## DATA PROVIDED
§

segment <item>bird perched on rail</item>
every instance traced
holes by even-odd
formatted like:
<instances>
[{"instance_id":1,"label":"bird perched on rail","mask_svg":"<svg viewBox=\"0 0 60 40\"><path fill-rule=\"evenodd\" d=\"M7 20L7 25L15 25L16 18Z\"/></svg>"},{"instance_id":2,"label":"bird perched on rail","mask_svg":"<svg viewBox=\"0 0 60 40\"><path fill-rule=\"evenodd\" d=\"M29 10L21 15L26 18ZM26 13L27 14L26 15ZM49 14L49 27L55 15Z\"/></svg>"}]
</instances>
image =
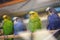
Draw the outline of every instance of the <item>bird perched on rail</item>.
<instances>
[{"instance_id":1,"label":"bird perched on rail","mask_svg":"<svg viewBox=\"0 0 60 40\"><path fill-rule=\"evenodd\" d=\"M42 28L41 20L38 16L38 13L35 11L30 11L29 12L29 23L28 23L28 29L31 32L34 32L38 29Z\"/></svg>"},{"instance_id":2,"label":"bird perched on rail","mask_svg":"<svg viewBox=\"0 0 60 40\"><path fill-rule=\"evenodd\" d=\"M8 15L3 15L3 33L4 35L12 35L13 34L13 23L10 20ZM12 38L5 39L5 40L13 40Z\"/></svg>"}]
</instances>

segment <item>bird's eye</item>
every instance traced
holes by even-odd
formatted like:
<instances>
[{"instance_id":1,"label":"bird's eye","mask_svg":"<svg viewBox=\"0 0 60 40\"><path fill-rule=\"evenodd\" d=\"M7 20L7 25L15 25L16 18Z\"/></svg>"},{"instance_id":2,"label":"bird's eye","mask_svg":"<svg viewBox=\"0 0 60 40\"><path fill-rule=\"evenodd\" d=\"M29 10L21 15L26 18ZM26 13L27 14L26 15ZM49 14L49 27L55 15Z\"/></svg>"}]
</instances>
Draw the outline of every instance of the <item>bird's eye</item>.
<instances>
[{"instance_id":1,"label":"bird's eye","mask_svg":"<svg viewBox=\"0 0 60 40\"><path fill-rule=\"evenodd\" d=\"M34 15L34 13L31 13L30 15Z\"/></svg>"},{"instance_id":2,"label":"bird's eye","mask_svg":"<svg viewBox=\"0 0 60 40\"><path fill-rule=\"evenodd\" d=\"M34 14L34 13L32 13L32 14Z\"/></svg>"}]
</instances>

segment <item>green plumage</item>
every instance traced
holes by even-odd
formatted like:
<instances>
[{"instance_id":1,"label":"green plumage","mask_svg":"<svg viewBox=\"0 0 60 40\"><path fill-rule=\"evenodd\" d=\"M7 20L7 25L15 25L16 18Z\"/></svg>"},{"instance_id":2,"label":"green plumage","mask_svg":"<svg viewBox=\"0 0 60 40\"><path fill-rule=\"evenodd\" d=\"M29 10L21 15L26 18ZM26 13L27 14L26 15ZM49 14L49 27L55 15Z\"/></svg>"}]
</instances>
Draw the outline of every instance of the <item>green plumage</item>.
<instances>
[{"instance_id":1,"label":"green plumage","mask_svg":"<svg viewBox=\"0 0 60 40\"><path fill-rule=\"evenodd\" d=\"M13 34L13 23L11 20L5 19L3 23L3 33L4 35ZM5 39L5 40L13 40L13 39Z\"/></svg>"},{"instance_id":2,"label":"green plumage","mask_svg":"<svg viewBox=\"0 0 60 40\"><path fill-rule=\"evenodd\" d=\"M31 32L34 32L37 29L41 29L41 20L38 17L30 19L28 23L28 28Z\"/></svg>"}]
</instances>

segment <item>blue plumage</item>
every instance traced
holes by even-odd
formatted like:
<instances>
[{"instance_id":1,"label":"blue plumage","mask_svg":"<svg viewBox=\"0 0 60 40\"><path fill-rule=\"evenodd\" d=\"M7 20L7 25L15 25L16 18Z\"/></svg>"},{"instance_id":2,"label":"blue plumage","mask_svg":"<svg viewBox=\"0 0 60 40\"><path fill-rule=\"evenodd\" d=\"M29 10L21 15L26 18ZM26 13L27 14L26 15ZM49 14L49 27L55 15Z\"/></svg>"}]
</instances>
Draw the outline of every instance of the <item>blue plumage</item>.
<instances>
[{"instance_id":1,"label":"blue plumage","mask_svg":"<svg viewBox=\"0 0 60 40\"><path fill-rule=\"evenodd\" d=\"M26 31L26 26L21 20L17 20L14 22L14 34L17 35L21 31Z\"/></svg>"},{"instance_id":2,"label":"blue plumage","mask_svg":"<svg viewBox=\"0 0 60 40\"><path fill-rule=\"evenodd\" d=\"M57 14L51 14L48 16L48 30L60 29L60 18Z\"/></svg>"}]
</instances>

§

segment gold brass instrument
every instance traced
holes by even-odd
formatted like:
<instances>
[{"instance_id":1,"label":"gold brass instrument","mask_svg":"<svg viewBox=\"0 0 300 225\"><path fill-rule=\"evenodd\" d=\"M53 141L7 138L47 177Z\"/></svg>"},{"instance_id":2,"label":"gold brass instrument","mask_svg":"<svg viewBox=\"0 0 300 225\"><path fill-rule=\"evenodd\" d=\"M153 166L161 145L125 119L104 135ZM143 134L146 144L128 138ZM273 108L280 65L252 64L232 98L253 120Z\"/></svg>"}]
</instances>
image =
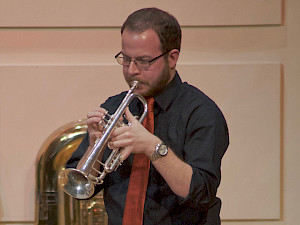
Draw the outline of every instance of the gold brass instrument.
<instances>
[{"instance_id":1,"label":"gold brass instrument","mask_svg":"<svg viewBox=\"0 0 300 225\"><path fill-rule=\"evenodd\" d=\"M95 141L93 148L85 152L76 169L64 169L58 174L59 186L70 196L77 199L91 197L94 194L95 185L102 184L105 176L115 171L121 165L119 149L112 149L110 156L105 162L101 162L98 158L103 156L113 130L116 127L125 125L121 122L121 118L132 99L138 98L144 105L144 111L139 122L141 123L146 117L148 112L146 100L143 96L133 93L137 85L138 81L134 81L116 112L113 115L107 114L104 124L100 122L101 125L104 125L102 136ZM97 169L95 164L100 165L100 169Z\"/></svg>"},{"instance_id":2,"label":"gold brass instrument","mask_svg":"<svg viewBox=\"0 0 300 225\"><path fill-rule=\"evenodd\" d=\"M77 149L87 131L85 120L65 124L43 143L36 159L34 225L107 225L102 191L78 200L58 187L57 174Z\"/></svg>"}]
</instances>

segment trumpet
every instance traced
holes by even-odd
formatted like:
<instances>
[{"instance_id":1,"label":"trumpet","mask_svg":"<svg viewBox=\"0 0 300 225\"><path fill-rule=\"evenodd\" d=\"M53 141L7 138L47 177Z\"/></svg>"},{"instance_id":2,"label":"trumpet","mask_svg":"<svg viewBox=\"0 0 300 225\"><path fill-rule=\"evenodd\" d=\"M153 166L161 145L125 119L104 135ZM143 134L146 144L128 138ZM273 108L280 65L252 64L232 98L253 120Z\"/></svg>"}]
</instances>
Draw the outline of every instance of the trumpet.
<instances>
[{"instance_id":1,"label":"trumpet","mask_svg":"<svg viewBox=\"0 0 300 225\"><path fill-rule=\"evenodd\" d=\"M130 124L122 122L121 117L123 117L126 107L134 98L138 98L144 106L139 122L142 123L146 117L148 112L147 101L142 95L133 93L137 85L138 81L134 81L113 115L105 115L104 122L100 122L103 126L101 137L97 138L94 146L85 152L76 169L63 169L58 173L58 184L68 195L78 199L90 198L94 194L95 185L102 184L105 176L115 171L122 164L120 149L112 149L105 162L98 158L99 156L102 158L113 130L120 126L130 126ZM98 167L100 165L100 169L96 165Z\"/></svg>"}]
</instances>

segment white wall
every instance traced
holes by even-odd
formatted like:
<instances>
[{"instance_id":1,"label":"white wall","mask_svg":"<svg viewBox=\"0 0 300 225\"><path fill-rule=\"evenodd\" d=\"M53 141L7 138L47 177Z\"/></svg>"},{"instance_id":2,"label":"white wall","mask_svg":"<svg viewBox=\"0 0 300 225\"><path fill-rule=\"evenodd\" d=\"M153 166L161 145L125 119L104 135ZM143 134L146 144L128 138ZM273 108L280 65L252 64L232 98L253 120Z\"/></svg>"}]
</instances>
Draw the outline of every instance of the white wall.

§

## TASK DETAILS
Show every line of the material that includes the string "segment".

## EXERCISE ANSWER
segment <item>bird perched on rail</item>
segment <item>bird's eye</item>
segment <item>green plumage</item>
segment <item>blue plumage</item>
segment gold brass instrument
segment trumpet
segment white wall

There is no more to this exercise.